[[ Passage shown open ]]

In 1977, Woese and Fox described for the first time the third domain of life: Archaea (Woese and Fox, 1977). Strikingly these organisms can live in extreme environments, such as solfataras, salt lakes, hot springs and soda lakes, to mention a few. These unique survival capacities make them key for understanding the nature of the biota of early Earth (Garibaldo & Brocher-Armanet, 2006). 

Due to this relative recent discovery, knowledge on viruses infecting Archaea is just emerging. The study of unexplored environmental niches entails an adventurous element which, in our case, has been the organization of expeditions to harsh habitats ‘to fish’ new viruses while at meetings or visiting relatives in different places worldwide. Indeed, some of the authors of this study published in Nature Communications (Santos-Perez*, Charro* et al., 2019) sampled the waters of two solar salterns located more than 7,000 miles apart and from where the two studied viruses were isolated. Membrane-containing Holoarcula californiae icosahedral virus 1 (HCIV-1) was sampled by Dennis (Bamford) from the saltern of Samut Sakhon in Thailand while the membrane-containing Holoarcula hispanica icosahedral virus 2 (HHIV-2) from the saltern of Margherita di Savoia (Foggia) in Italy by Dennis and me (and other friends). These expeditions happened between 2007 and 2010 and a few years of microbiology research led to the identification of the host and virus and the establishing of the conditions for virus propagation and purification. Early biochemical and structural studies, however, highlighted an unexpected complexity in the arrangement of the proteins forming the capsid shell.

While the community had a grip on the understanding of the assembly pathway of large viruses with a double beta-barrel major capsid protein (MCP), the discovery of these archaeal viruses encoding for two MCPs, with a vertical single beta-barrel fold and displaying pseudo-hexagonal building blocks (capsomers) but with different morphologies led us to wonder how nature solved their apparent more complex assembly.

[[ Passage shown closed ]]

Task instructions |
a) According to the passage on archaeal viruses, where was HCIV-1 sampled?
b) Say whether each statement agrees with the passage on archaeal viruses, and quote the deciding words for each: (i) Woese and Fox first described Archaea in 1977. (ii) The sampling expeditions took place between 2000 and 2005. (iii) The two salterns lie less than 1,000 miles apart.
c) Continue the passage on archaeal viruses from its final sentence.

[[ Supplied material open ]]

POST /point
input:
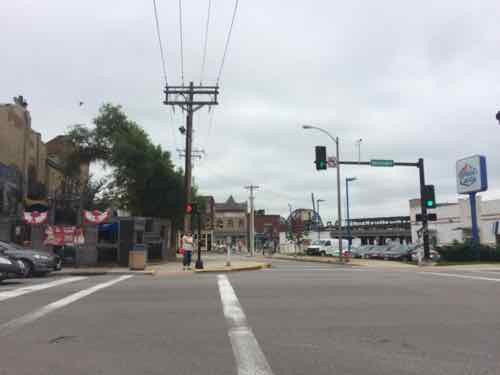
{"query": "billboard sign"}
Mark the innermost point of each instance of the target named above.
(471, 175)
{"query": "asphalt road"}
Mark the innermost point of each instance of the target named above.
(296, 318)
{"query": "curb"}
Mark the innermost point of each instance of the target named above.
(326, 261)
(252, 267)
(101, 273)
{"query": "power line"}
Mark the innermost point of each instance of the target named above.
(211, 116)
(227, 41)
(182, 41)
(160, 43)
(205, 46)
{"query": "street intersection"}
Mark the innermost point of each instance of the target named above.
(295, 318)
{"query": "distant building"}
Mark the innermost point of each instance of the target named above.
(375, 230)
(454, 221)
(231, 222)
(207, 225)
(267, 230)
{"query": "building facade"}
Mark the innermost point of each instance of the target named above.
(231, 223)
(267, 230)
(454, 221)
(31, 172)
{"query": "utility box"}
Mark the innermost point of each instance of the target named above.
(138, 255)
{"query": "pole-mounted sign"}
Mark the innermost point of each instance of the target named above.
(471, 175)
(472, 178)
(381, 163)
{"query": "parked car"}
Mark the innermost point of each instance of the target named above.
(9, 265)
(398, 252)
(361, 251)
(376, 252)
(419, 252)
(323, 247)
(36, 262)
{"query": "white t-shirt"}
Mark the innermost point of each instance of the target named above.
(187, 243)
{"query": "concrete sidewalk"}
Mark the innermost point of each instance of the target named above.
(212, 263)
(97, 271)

[[ Supplied material closed ]]
[[ Supplied material open ]]

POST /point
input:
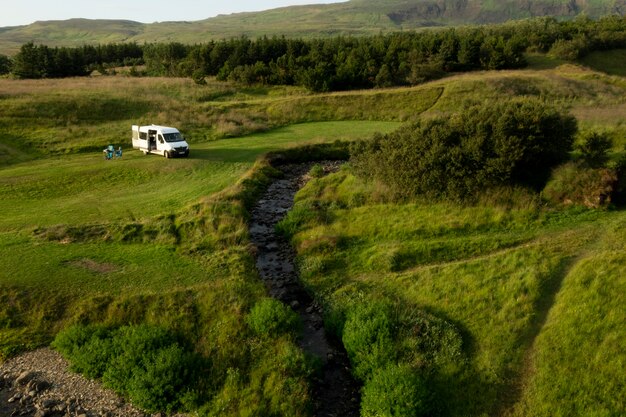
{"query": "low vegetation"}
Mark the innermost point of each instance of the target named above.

[[ Supplied material closed ]]

Answers to the exercises |
a) From the saltern of Samut Sakhon in Thailand.

b)
(i) Yes: "In 1977, Woese and Fox described for the first time the third domain of life: Archaea"
(ii) No: "These expeditions happened between 2007 and 2010"
(iii) No: "more than 7,000 miles apart"

c)
It came as a surprise when we determined the whole virion structures at quasi-atomic detail using high-resolution cryo-electron microscopy that two proteins with a remarkably different fold located in between the capsid shell and the outer membrane leaflet operated as a global-positioning-system. These two different proteins correctly recruit and locate on the virus membrane the heterodimers formed by the two MCPs, supported by membrane proteins at the vertices of the icosahedral virus acting as navigation buoys for the direction of assembly.

These results show the solution that evolution has provided for the assembly of such viruses. Moreover, they illustrate the evolutionary consequences of the fusion event of the two consecutive MCP genes which has ultimately led to the membrane-less vertical double beta-barrel MCP assembly seen, for example, in eukaryotic-infecting adenovirus.

In conclusion, the findings in this paper provide the means: (i) to understanding how gene duplication and gene fusion events can lead to a decrease in assembly complexity; (ii) to test, in computational biology, how this apparent assembly simplification leads to the encoding of more complex information in the fused MCP gene; and (iii) to explore new ecological niches and to wonder about extremophile virus geographical distribution, diversity, transport and spatial diffusion.